=== Work to complete ===
Express the part of the data that opens with the line containing "My manager asked me to get bounding boxes for every raw" and closes with the line containing "[428,157,453,240]" as a JSON list of strings, one string per line, with blank lines skipped. Leave out the pictures.

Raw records
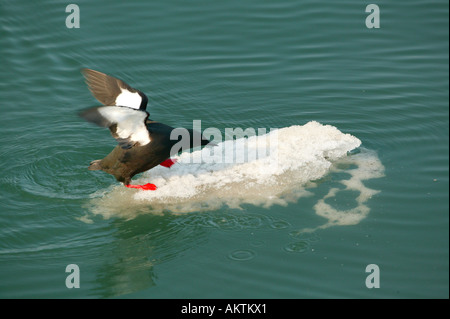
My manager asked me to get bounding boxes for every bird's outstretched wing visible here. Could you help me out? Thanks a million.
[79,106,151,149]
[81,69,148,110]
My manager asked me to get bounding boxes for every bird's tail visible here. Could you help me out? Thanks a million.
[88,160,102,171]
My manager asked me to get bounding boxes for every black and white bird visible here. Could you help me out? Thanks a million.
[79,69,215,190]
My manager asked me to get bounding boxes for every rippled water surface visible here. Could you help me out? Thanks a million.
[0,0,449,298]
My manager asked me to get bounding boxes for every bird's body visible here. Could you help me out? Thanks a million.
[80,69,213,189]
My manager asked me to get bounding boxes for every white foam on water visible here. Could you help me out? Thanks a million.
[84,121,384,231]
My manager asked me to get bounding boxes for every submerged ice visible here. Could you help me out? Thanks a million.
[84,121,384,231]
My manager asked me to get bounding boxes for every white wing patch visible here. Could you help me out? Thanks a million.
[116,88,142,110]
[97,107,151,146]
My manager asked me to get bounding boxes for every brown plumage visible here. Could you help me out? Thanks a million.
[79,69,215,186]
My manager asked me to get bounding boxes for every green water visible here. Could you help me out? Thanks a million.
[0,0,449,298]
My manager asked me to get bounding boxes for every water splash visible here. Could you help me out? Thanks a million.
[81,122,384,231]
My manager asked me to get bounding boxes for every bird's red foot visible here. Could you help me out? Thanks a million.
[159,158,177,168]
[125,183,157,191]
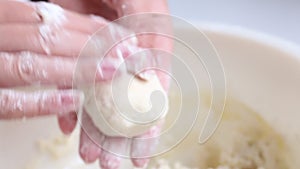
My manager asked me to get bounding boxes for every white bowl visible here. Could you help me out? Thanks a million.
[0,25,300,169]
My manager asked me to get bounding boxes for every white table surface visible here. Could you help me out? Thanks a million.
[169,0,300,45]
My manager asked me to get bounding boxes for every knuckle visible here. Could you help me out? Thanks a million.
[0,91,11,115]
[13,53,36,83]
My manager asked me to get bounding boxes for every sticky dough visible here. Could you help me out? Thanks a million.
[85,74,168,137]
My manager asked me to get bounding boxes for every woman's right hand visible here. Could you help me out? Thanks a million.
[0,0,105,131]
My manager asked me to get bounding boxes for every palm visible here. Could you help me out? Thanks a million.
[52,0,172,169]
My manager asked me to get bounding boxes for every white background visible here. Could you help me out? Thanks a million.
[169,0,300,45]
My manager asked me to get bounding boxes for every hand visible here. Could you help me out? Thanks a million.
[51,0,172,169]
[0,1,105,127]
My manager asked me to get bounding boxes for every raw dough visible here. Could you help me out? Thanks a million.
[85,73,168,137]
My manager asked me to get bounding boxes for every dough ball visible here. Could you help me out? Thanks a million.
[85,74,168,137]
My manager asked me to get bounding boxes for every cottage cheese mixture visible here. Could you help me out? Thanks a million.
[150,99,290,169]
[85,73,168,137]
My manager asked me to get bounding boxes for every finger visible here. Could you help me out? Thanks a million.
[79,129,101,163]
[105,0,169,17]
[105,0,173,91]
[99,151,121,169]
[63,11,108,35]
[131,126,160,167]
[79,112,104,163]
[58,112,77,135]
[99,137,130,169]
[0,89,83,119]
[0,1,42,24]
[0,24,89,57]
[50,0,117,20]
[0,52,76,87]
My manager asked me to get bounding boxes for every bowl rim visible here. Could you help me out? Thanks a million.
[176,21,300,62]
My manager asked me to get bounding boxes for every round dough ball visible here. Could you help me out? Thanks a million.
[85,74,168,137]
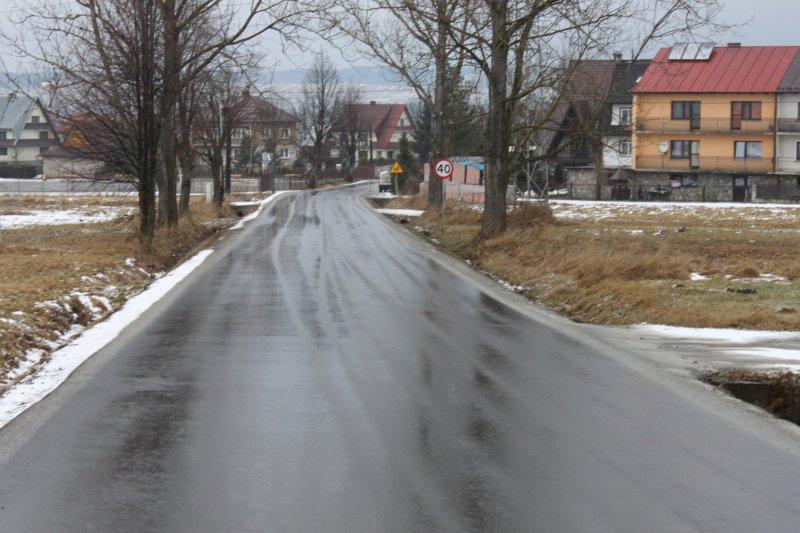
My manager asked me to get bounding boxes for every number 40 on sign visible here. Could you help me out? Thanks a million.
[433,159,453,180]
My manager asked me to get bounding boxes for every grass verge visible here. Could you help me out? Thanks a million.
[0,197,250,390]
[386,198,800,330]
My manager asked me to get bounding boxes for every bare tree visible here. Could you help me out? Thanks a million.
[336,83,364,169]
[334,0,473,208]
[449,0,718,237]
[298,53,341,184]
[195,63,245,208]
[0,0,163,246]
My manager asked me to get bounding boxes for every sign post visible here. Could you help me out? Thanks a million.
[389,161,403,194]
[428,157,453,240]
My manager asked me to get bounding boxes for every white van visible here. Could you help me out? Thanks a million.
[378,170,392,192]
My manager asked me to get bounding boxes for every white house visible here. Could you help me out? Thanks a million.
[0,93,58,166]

==

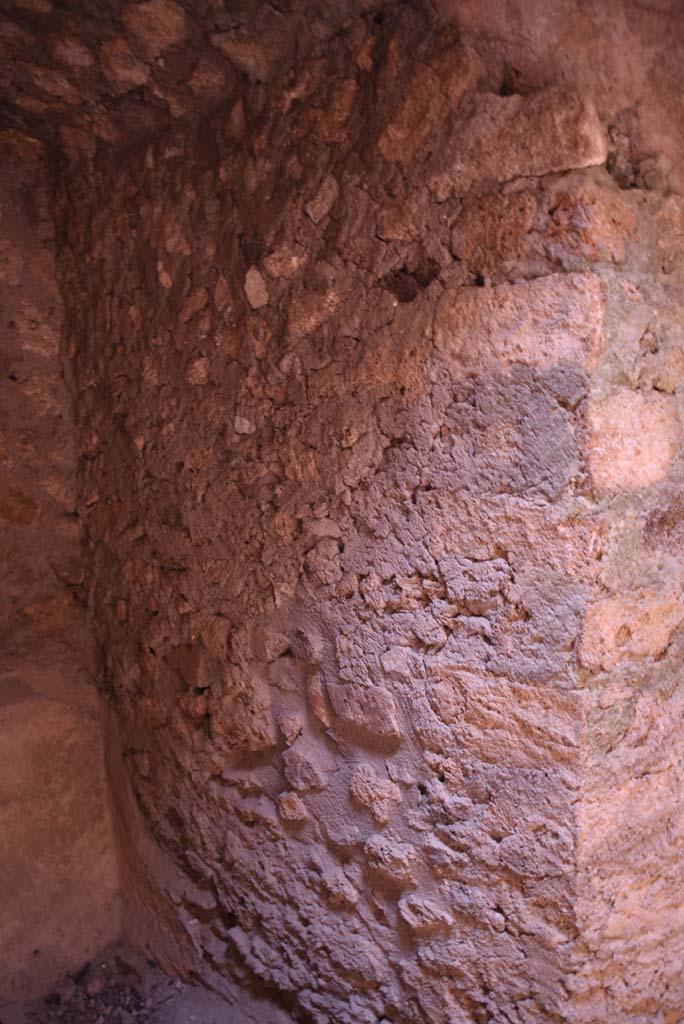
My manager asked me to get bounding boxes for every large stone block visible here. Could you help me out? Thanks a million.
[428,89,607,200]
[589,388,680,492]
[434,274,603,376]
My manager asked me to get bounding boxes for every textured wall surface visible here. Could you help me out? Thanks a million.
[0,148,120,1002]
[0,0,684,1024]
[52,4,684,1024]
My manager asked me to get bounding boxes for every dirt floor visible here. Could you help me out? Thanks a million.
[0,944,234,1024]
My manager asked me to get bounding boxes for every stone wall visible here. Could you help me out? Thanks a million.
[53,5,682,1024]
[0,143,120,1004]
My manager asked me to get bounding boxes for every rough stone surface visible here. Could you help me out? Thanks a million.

=== Final result ===
[
  "My manager asked me to get bounding boxes for every raw dough visible here. Could you help me out? Thanks a million.",
  "[85,73,168,137]",
  "My manager asked me to get bounding boxes for every dough ball visible here. Could you help me out? Thanks a million.",
  "[85,74,168,137]",
  "My manager asked me to get bounding boxes for every cottage cheese mixture visible here. Could you help me out? Thanks a million.",
  "[150,99,290,169]",
  "[85,73,168,137]",
  "My manager asked me to get bounding boxes for every finger visible here. Could you help me out? Thanks a million.",
  "[79,129,101,163]",
  "[105,0,169,17]",
  "[105,0,173,91]",
  "[99,151,121,169]",
  "[63,11,108,35]",
  "[131,126,160,167]",
  "[79,112,104,163]",
  "[58,112,77,135]",
  "[99,137,130,169]",
  "[0,89,83,119]",
  "[0,1,42,24]",
  "[0,24,89,57]",
  "[50,0,117,20]",
  "[0,52,76,87]",
  "My manager asked me to get bounding boxes for every bowl rim visible here. Could you help me out? Thanks a million.",
  "[176,21,300,62]",
  "My manager asked me to get bounding boxes for every round dough ball visible here. Could you help me out? Thanks a million.",
  "[85,74,168,137]",
  "My manager asked me to get bounding boxes for every number 40 on sign visible here. Could you help me out? Thanks a million.",
  "[433,159,453,180]",
  "My manager asked me to get bounding boxes for every grass verge visible here. Could you help me out? Thanks a million.",
  "[0,197,250,390]",
  "[386,198,800,330]",
  "My manager asked me to get bounding boxes for every bare tree visible here. Could you help me out? Thanks a million.",
  "[336,83,364,169]",
  "[334,0,473,208]",
  "[449,0,718,237]",
  "[298,53,341,184]",
  "[195,63,245,208]",
  "[0,0,163,246]",
  "My manager asked me to get bounding boxes for every sign post visible here. Could you help me out? Thanks a million.",
  "[389,161,403,194]",
  "[428,157,453,240]"
]